27Jul

How To Create SEO Friendly URLs

How To Create SEO Friendly URLs

URL is an acronym for Uniform Resource Locator. Simply, a URL specifies the address of a page. Every web page on the internet has a unique URL achieved by the domain name. An SEO friendly URL accurately describes the page using keywords that are easy to read for both search engines and users.

  

Using keywords that are relevant to your site’s content is the first optimization step you can take to make a friendly URL. However, there is more to that than relevant keywords in order to achieve a friendly URL. We will look at the various ways on how to create an SEO friendly URL.

  

SEO-Friendly URLs Can:

  • Describe your content
  • Help you avoid duplicate content
  • Avoid having you pages trigger spam filters
  • Make your pages easier to share, remember, and type into a browser
  • Help visitors navigate through your site
  • Increase search engine ranking for sought after keywords

    

Search engines read URLs differently from how human beings do. It is important to create a URL structure that pleases your mechanical visitors as well as human beings. Long URLS with underscores, capital letters, or arbitrary numbers can cause problems in a different ways.

    

Bad URLs Can

  • Hinder usability
  • Create duplicate content
  • Expose file extensions and other security vulnerabilities

   

Below Are Steps On How To Create SEO Friendly Urls:

  

1. The More Readable By Human Beings, The Better

The easier a URL is to read for humans the better it is for search engines.  Accessibility has always been a part of SEO especially now more than ever. This is because engines can leverage advanced user and usage data signals to determine what people are engaging with vs. not. Readability can be a subjective topic. The requirement is not that every aspect of the URL be clean and perfect, but that it can be easily understood and hopefully, compelling to those seeking its content.

   

2. Include Keywords in URLs

Using your targeted keywords for rankings in your URLs is a solid idea. This is true due to various reasons. Firstly, keywords in the URL help indicate to the audience that sees your URL on social media, email or through a link, that they can get what they expect.

    

Secondly, people copy and paste URLs all the time. This way if there is no anchor text used in a link the URL itself serves as that anchor text. Thirdly, keywords in a URL show up in search results and research shows that the URL is one of the most important elements searchers consider when selecting which site to click.

  

3. ‘Canonicalize’ Up Multiple Urls That Have The Same Content 

  

Consider canonicalizing URLs that contain similar content. You can use either a 301 redirect if there is no reason to maintain the duplicate or a rel-canonical if you want to maintain slightly different versions for some visitors. Duplicate content is not really a search engine penalty but it can cause a split of ranking signals that can harm your search traffic potential.

    

For instance, if page 1 has some quantity of ranking ability and its duplicate, Page 1a, has a similar quantity of ranking ability, by canonicalizing them Page 1 can rank higher and earn visits.

  

4. Avoid Dynamic Parameters

Please avoid using URL parameters. If you have more than two URL parameters, you had better invest in rewriting them as static, readable text. Some dynamic parameters are used for tracking clicks. In general, these do not cause a huge problem but they may make for somewhat unsightly and awkwardly long URLs. Be your own judge around whether the tracking parameter benefits outweigh the negatives. Social sharing with shorter URLs that clearly communicate the site and content perform better than non-branded or long, unclear URL strings.
********************
» Given task A: Convert part of the entries into a Markdown table with the columns Row and Entry line, numbering each row and leaving out blank lines. In the entries, begin at the line that contains "form [(238, 822)]." and stop after the line that contains "[(775, 479), (38, 593), (208, 753), (625, 664)]".

» Extracted information:
********************
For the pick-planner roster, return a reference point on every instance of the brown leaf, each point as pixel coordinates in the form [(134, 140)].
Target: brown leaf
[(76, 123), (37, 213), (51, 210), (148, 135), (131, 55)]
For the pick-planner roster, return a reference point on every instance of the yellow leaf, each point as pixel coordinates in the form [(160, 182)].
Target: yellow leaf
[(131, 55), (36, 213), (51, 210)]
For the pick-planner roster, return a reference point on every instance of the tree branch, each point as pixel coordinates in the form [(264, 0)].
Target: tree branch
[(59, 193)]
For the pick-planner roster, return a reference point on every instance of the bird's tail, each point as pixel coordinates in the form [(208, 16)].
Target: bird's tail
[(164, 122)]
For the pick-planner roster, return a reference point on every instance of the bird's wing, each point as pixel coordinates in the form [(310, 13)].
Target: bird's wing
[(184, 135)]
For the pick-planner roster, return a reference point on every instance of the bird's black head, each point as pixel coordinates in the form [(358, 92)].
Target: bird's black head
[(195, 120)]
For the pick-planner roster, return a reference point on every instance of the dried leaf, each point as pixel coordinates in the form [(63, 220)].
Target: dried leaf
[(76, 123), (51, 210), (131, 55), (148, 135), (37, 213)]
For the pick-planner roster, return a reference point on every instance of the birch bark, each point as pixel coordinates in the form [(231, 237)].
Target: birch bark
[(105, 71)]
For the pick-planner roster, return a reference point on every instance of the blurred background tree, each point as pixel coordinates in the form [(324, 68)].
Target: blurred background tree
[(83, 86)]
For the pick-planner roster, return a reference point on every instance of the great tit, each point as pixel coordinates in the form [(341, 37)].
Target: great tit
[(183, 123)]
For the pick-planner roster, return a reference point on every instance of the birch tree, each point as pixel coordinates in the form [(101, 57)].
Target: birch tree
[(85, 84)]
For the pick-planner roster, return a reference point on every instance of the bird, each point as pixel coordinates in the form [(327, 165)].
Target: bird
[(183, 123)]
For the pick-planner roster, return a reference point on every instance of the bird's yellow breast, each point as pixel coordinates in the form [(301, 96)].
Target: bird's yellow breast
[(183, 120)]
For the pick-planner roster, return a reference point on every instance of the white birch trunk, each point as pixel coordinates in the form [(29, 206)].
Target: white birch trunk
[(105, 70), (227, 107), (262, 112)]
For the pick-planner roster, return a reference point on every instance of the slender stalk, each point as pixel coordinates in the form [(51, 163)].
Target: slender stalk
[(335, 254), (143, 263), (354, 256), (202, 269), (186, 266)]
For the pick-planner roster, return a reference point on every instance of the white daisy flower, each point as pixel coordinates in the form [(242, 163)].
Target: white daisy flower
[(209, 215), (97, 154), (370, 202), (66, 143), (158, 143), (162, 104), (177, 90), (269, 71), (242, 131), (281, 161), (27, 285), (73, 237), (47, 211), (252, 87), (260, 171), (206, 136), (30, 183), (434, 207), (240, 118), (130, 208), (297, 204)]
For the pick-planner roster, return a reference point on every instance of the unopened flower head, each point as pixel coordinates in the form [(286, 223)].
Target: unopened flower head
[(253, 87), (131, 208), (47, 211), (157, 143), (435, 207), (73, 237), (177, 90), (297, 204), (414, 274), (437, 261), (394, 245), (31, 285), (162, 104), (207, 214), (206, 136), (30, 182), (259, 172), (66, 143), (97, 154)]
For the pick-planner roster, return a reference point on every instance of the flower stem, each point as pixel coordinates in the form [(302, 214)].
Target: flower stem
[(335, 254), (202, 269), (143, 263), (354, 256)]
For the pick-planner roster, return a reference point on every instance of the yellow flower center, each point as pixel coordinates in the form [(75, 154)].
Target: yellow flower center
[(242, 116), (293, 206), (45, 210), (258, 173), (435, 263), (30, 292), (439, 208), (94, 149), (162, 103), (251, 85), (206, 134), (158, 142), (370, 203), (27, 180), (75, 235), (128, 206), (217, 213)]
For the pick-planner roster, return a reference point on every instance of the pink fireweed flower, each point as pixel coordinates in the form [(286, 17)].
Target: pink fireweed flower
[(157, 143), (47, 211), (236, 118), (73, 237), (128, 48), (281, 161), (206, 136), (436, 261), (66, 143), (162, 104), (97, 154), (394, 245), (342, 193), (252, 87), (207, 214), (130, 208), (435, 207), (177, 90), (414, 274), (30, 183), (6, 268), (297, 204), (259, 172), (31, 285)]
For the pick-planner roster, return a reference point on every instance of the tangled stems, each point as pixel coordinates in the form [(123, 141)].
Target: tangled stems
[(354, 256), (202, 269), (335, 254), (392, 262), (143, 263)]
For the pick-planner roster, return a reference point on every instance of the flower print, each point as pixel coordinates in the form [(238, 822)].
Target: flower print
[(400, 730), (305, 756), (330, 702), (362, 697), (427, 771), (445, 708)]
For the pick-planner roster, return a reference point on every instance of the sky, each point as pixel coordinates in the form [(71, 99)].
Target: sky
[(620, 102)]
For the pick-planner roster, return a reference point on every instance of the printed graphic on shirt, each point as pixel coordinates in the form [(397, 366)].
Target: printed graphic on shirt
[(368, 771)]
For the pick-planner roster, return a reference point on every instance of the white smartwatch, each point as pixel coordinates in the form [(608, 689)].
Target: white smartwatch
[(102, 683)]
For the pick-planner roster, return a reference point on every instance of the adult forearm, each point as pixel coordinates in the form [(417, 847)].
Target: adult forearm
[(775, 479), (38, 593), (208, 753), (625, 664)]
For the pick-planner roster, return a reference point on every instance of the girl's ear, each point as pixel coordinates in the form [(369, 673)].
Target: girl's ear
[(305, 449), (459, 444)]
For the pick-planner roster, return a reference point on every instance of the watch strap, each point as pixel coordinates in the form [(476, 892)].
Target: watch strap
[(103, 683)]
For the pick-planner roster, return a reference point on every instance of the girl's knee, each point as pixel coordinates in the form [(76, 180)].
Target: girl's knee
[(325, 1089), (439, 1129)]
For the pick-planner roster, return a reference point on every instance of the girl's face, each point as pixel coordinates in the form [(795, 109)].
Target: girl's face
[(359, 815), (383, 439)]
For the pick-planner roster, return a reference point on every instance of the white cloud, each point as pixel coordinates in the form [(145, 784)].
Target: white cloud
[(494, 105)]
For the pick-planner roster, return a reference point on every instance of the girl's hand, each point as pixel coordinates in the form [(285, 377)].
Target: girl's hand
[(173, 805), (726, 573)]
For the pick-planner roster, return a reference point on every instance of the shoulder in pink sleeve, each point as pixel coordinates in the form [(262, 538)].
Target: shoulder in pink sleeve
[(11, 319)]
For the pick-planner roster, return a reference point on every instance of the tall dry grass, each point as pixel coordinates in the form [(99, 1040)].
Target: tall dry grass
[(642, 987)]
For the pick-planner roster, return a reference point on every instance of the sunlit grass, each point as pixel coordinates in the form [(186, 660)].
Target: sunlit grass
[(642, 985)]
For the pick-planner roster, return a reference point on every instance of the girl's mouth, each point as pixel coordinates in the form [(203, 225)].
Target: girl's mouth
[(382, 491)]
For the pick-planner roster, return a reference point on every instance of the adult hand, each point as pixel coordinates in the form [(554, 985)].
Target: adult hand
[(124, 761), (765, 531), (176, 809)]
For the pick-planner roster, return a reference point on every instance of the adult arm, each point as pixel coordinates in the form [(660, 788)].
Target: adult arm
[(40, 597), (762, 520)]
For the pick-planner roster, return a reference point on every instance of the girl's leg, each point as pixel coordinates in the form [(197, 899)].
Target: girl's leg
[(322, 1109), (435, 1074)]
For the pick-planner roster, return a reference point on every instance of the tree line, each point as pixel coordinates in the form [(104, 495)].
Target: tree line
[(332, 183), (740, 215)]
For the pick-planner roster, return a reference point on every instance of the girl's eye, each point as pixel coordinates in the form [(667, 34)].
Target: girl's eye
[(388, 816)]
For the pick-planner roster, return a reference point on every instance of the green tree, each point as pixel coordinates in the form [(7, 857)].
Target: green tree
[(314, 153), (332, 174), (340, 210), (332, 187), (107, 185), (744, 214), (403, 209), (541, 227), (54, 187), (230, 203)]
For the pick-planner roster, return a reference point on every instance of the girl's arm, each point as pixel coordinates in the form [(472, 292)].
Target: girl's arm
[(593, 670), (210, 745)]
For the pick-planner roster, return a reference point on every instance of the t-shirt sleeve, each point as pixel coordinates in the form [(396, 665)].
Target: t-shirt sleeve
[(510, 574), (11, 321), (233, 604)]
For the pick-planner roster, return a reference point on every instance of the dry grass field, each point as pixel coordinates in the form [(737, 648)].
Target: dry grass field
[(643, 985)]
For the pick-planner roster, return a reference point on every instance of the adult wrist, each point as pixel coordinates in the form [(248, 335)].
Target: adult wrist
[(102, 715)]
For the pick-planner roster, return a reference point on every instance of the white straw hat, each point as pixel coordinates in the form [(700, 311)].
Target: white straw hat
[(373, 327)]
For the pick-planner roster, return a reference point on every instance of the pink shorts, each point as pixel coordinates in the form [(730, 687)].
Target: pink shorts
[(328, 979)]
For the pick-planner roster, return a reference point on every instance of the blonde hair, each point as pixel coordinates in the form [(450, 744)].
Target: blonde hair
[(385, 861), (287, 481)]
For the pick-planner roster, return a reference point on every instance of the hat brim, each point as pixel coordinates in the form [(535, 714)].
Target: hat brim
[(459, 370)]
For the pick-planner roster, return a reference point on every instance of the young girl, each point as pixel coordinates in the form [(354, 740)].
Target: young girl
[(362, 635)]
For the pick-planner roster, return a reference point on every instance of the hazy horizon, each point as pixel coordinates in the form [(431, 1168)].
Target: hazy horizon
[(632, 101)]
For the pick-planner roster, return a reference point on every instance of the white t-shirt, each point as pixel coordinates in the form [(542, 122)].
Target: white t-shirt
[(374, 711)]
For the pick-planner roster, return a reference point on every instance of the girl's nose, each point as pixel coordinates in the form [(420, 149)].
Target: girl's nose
********************
» Given task B: Transcribe a passage from the guide to SEO-friendly URLs, beginning at the words "Search engines read" and stopping after the words "a different ways.".

» Complete response A:
| Row | Entry line |
|---|---|
| 1 | For the pick-planner roster, return a reference point on every instance of the flower print, each point as pixel coordinates in the form [(238, 822)]. |
| 2 | Target: flower print |
| 3 | [(400, 730), (305, 756), (330, 702), (362, 697), (427, 771), (445, 708)] |
| 4 | For the pick-planner roster, return a reference point on every instance of the sky, each point as pixel coordinates in the form [(71, 99)]. |
| 5 | Target: sky |
| 6 | [(620, 102)] |
| 7 | For the pick-planner roster, return a reference point on every instance of the printed graphic on shirt, each point as pixel coordinates in the form [(397, 366)]. |
| 8 | Target: printed graphic on shirt |
| 9 | [(368, 771)] |
| 10 | For the pick-planner roster, return a reference point on every instance of the white smartwatch, each point as pixel coordinates in the form [(608, 689)]. |
| 11 | Target: white smartwatch |
| 12 | [(102, 683)] |
| 13 | For the pick-planner roster, return a reference point on every instance of the adult forearm, each point as pixel coordinates in the form [(417, 847)]. |
| 14 | Target: adult forearm |
| 15 | [(775, 479), (38, 593), (208, 753), (625, 664)] |

» Complete response B:
Search engines read URLs differently from how human beings do. It is important to create a URL structure that pleases your mechanical visitors as well as human beings. Long URLS with underscores, capital letters, or arbitrary numbers can cause problems in a different ways.